● What is required:
Filter the records below and copy every line containing the word "chair".

● Records for this task:
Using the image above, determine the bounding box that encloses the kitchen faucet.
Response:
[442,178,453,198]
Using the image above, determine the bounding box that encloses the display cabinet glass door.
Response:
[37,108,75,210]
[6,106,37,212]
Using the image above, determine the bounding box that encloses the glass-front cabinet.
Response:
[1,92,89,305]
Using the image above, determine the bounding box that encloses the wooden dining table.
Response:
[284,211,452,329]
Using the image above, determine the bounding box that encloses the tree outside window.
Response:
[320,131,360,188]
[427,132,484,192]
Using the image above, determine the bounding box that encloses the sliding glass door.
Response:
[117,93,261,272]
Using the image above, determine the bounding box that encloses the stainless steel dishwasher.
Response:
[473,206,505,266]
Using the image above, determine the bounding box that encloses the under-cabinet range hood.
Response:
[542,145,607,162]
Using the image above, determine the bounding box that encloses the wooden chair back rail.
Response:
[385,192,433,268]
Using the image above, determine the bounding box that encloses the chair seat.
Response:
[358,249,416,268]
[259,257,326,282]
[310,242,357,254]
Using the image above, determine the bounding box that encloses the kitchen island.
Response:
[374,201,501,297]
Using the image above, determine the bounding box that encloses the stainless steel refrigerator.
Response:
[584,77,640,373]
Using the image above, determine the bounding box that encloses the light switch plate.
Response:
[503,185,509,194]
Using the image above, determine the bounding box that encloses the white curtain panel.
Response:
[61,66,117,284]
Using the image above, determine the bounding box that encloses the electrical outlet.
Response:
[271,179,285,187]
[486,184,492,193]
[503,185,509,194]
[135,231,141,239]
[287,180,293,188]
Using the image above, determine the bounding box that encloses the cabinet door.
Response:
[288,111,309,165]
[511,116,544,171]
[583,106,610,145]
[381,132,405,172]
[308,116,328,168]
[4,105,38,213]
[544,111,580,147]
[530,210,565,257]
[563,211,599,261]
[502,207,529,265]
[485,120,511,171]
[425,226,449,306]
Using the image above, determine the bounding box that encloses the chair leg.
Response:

● Solution to this task:
Using the image above, determine the bounding box that encloses the wooden chair back rail.
Using the image above, determine the bounding box that encloses the chair seat.
Using the image above, determine the bounding box that encloses the chair leg.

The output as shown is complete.